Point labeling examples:
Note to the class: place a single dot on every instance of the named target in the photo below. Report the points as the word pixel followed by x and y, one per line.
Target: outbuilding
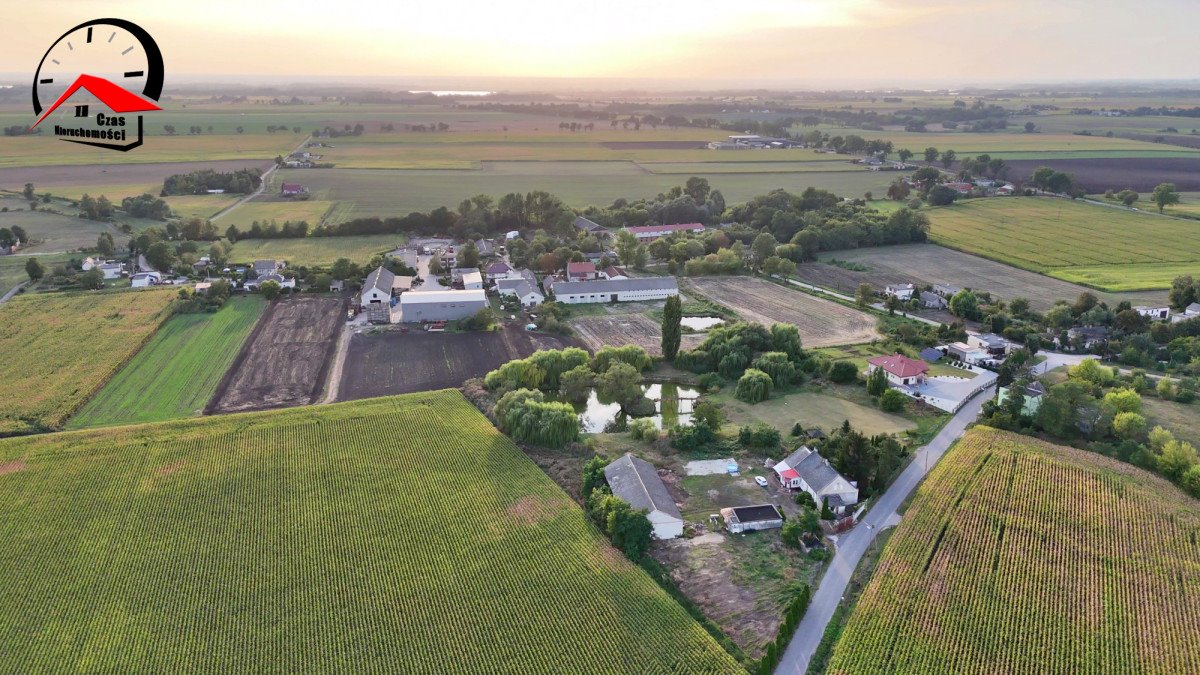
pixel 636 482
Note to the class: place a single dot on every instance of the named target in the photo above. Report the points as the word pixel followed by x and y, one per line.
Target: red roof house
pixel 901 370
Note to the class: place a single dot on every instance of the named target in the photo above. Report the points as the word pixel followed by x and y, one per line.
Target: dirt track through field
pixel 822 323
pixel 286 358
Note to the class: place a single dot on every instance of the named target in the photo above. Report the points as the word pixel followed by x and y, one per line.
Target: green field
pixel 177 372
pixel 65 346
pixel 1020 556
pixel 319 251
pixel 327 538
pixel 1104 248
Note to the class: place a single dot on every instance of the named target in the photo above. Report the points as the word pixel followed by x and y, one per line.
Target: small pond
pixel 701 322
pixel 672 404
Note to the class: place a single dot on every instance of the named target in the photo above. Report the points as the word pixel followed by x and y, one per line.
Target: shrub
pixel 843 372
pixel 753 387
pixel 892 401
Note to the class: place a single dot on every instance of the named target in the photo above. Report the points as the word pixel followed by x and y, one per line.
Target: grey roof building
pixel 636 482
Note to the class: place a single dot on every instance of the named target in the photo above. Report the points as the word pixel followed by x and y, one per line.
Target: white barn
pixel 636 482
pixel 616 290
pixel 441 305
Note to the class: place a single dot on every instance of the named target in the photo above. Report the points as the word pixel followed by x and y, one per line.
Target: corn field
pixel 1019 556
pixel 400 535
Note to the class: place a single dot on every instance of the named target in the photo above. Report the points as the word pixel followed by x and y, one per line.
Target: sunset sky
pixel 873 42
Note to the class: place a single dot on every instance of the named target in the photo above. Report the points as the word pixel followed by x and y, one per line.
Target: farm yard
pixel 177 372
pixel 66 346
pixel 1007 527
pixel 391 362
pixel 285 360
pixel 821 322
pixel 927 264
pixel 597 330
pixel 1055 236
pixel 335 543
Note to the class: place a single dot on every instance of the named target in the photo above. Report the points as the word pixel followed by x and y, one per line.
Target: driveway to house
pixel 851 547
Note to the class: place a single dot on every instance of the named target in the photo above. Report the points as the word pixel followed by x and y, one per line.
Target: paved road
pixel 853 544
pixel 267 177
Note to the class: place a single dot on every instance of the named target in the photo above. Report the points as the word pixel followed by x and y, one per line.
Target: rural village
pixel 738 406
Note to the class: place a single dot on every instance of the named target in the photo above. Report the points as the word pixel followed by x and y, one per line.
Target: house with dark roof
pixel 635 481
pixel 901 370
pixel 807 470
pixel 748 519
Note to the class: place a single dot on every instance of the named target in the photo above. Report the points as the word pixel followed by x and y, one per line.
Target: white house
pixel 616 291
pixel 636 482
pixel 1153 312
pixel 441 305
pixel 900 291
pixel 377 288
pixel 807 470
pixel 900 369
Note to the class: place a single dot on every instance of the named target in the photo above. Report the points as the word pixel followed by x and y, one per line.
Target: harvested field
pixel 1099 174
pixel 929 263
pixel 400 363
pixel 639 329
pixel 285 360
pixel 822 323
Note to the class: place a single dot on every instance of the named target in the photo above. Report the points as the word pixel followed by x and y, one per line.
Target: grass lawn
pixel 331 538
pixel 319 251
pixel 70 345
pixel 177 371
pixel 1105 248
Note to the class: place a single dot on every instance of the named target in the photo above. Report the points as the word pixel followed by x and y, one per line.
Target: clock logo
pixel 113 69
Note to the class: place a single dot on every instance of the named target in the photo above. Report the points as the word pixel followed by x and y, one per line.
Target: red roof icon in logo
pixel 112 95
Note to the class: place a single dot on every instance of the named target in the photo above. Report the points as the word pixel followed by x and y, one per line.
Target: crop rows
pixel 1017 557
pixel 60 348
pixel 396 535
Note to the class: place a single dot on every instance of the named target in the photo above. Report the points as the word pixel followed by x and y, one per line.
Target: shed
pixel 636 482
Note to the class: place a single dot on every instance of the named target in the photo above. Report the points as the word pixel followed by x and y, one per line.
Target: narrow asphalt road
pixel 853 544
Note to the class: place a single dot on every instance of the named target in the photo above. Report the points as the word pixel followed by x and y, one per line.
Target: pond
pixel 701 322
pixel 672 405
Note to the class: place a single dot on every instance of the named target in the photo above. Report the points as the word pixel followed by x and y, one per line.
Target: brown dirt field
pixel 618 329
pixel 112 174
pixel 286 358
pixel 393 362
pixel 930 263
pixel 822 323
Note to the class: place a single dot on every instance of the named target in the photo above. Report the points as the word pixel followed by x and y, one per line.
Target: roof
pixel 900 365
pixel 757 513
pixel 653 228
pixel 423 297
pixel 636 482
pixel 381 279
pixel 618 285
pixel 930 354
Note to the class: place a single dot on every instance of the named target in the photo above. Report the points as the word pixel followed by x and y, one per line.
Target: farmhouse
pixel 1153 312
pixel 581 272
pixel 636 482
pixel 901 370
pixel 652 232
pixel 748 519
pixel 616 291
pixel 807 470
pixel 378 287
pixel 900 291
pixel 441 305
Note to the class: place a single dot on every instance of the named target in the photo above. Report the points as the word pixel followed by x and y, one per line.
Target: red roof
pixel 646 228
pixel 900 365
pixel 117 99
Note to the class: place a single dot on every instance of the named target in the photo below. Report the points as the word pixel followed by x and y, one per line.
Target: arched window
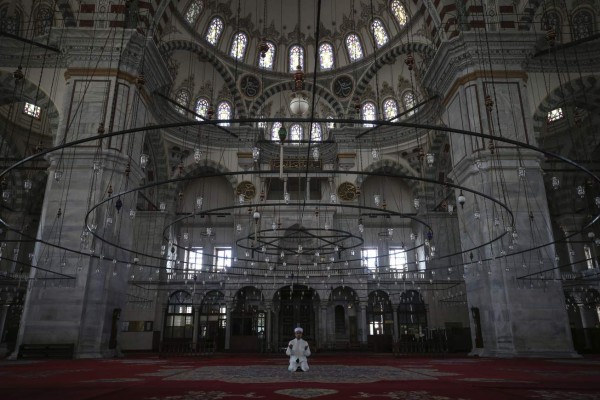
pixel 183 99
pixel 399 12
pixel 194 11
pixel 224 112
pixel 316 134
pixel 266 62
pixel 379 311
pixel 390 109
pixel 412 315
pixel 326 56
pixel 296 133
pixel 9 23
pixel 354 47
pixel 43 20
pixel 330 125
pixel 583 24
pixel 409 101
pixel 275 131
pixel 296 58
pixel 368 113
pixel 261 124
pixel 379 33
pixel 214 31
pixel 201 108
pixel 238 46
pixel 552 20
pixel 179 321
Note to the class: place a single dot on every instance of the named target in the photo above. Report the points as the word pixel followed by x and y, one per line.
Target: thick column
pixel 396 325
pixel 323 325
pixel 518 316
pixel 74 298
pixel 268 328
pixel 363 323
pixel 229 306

(Given problem):
Reproduce each record from above exactly; pictures do not belong in the copy.

(Response to this exercise):
Note to the class: place a single dot on every instance of the named target in the photo below. Report the points as the word pixel followed by x and y, one per line.
Target: outbuilding
pixel 636 482
Note to the class: place a single dot on every instance of the named target in the photo above. Report the points as the word pixel followed by x and y, one per line.
Target: red roof house
pixel 901 370
Note to the class: place a single dot on every instance of the named target in the photo above. Report the points as the word pixel followed by x and y, one per line.
Target: dirt track through field
pixel 822 323
pixel 286 358
Note to the class: place a single dot on every instance of the named target in the photo above. Report the points as the word pixel followed by x and y, one per line.
Target: green field
pixel 177 372
pixel 65 346
pixel 1020 556
pixel 319 251
pixel 327 538
pixel 1104 248
Note to the class: place a single dot on every instance of the named target in the photo above. Report the points as the word pixel followed by x and y, one per line.
Target: small pond
pixel 701 322
pixel 672 404
Note to the class: place a single dot on every instance of the named target in the photo above. Report the points as the word pixel followed by x and y, one per line.
Target: shrub
pixel 843 372
pixel 753 387
pixel 892 401
Note to the class: place a single dot on every instance of the named target in the photo above. Report the points as the word pixel followed by x and y, one per line.
Target: grey roof building
pixel 636 482
Note to the class: place a single dot on every instance of the named target in the photo above. Report the points as the word pixel followed by x and y, one per line.
Target: white barn
pixel 636 482
pixel 616 290
pixel 441 305
Note to the class: place a single dot on every instance of the named target in the photo above. Report the points as the word pixel followed by x and y, one per line.
Target: corn field
pixel 1019 556
pixel 400 535
Note to the class: place a single dot on every instance of the named target in the photo above. Report the points as the word pixel followed by x and y, one per line.
Target: sunset sky
pixel 873 42
Note to the class: place a single dot on every instance of the named target in the photo above. Report the points as the word pixel followed by x and y, one per line.
Target: farm yard
pixel 177 372
pixel 66 346
pixel 1007 527
pixel 391 362
pixel 285 360
pixel 821 322
pixel 927 264
pixel 597 330
pixel 1055 236
pixel 335 543
Note to the class: place a single dot on every instance of the named target in the photo above. Report the points as the word pixel followed by x and y, one per line.
Target: driveway to house
pixel 851 547
Note to the class: place a single dot on every instance of the named target in the photo above. Report the points as the word pixel followed by x and y, one per line.
Target: paved road
pixel 853 544
pixel 267 177
Note to the class: place a single dot on every instance of the named target in the photo above. Report the points as the word pixel followed by x and y, one per line.
Target: rural village
pixel 738 406
Note to the class: place a single dot on every instance of the named target in the photo above. Report the points as the word pixel followed by x and y, one per line.
Target: house with dark roof
pixel 635 481
pixel 901 370
pixel 807 470
pixel 748 519
Note to the class: place a single dot on every instance of the named target in the photo above. Report the points as the word pixel followed by x and y, one per line.
Target: white house
pixel 616 291
pixel 636 482
pixel 1153 312
pixel 441 305
pixel 900 291
pixel 377 288
pixel 807 470
pixel 900 369
Note to the class: place a single dot on every instance of the named target in the photo above. Report the points as the word pixel followed by x and y, one per line.
Target: harvested field
pixel 1099 174
pixel 929 263
pixel 400 363
pixel 639 329
pixel 285 360
pixel 822 323
Note to the class: place a single dot on every instance of the named target in the photo above. Report the points as the word pixel followed by x and y, one per line.
Target: grass lawn
pixel 331 538
pixel 319 251
pixel 70 345
pixel 177 371
pixel 1105 248
Note to the class: place a single dot on every instance of the named target in the photo above. Report the points as the word pixel followed by x and y, one per line.
Target: clock logo
pixel 113 69
Note to the class: place a single dot on every instance of the named target in the photo above. Report the points as the word pixel followed by x and y, one per line.
Target: red roof icon in logo
pixel 112 95
Note to the class: place a single dot on every instance of the named target in the photo above. Report the points as the word pixel followed by x and y, one per line.
Target: crop rows
pixel 1017 557
pixel 60 348
pixel 396 535
Note to the class: place a single dot on every instance of the named target in the photo above. Report the points as the word pixel followed by x and y, one per line.
Target: shed
pixel 636 482
Note to the class: place a single dot on every instance of the named target in the photo above. Report the points as the word pixel followed by x and y, one per line.
Target: narrow asphalt road
pixel 853 544
Note to the class: place a single dot on every instance of the named target in the photo above. Report the points as the word pixel followed by x and y, one per line.
Target: pond
pixel 701 322
pixel 672 405
Note to the class: place a single dot on every instance of the named target in the photo above. Report the points as the word pixel followed by x and y, one per line.
Target: brown dirt field
pixel 618 329
pixel 112 174
pixel 286 358
pixel 393 362
pixel 930 263
pixel 822 323
Note to the class: place a single dot on every instance of the named target in the photo above. Report the points as the word pixel followed by x and y, one per line.
Target: roof
pixel 900 365
pixel 757 513
pixel 653 228
pixel 423 297
pixel 636 482
pixel 381 279
pixel 618 285
pixel 930 354
Note to the class: place a single dot on every instance of the named target in the photo above. Report the points as the word pixel followed by x and y, one per line.
Target: farmhouse
pixel 1153 312
pixel 581 272
pixel 636 482
pixel 901 370
pixel 652 232
pixel 748 519
pixel 616 291
pixel 807 470
pixel 378 287
pixel 900 291
pixel 441 305
Note to the class: place a single dot on every instance of the named target in the photo above. Report the points as the word pixel followed by x and y, one per line.
Target: red roof
pixel 646 228
pixel 900 365
pixel 117 99
Note to the class: place a single dot on every instance of the named target in the photo below. Report the points as the word pixel followed by x and y, one per line.
Target: arched window
pixel 183 99
pixel 399 12
pixel 194 11
pixel 224 112
pixel 316 134
pixel 266 62
pixel 379 311
pixel 390 109
pixel 412 315
pixel 326 56
pixel 296 133
pixel 9 23
pixel 354 47
pixel 43 20
pixel 330 125
pixel 583 24
pixel 409 101
pixel 275 131
pixel 296 58
pixel 368 113
pixel 261 124
pixel 379 33
pixel 214 31
pixel 201 108
pixel 238 46
pixel 552 20
pixel 179 321
Note to the class: place a single dot on every instance of the named target in the photo above. Report the points as the word pixel followed by x and y, one per line.
Target: thick column
pixel 396 325
pixel 323 325
pixel 518 316
pixel 74 298
pixel 268 328
pixel 363 323
pixel 229 306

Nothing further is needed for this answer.